* _PROBLEM STATEMENT_: Render every line of the material below as a Markdown table with the columns No. and Line, numbering the rows in order and omitting any blank lines.
━━ INFORMATION SUPPLIED
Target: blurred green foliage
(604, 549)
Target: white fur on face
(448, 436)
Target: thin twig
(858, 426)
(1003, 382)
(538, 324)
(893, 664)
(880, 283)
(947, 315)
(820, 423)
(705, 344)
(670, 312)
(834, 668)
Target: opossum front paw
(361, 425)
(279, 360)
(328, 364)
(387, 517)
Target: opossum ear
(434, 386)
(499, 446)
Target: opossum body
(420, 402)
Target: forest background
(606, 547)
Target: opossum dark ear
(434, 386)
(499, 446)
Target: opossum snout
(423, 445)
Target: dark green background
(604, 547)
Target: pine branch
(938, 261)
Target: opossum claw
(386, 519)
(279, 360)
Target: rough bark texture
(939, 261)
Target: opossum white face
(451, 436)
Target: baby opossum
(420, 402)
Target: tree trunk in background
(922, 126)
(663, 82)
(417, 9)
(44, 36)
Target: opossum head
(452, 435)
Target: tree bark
━━━━
* _WORKED SOLUTION_:
| No. | Line |
|---|---|
| 1 | Target: blurred green foliage |
| 2 | (604, 549) |
| 3 | Target: white fur on face |
| 4 | (448, 436) |
| 5 | Target: thin twig |
| 6 | (858, 426) |
| 7 | (1003, 382) |
| 8 | (538, 324) |
| 9 | (893, 664) |
| 10 | (880, 283) |
| 11 | (947, 315) |
| 12 | (820, 423) |
| 13 | (705, 344) |
| 14 | (670, 312) |
| 15 | (834, 668) |
| 16 | Target: opossum front paw |
| 17 | (361, 425) |
| 18 | (279, 360) |
| 19 | (328, 364) |
| 20 | (387, 517) |
| 21 | Target: opossum ear |
| 22 | (434, 386) |
| 23 | (499, 446) |
| 24 | Target: opossum body |
| 25 | (420, 402) |
| 26 | Target: forest background |
| 27 | (606, 547) |
| 28 | Target: opossum dark ear |
| 29 | (434, 386) |
| 30 | (499, 446) |
| 31 | Target: opossum snout |
| 32 | (423, 445) |
| 33 | Target: dark green background |
| 34 | (604, 547) |
| 35 | Target: pine branch |
| 36 | (938, 261) |
| 37 | Target: opossum claw |
| 38 | (386, 519) |
| 39 | (279, 360) |
| 40 | Target: rough bark texture |
| 41 | (939, 261) |
| 42 | Target: opossum white face |
| 43 | (451, 436) |
| 44 | Target: baby opossum |
| 45 | (420, 402) |
| 46 | Target: tree trunk in background |
| 47 | (922, 126) |
| 48 | (663, 82) |
| 49 | (417, 9) |
| 50 | (44, 36) |
| 51 | Target: opossum head |
| 52 | (452, 435) |
| 53 | Target: tree bark |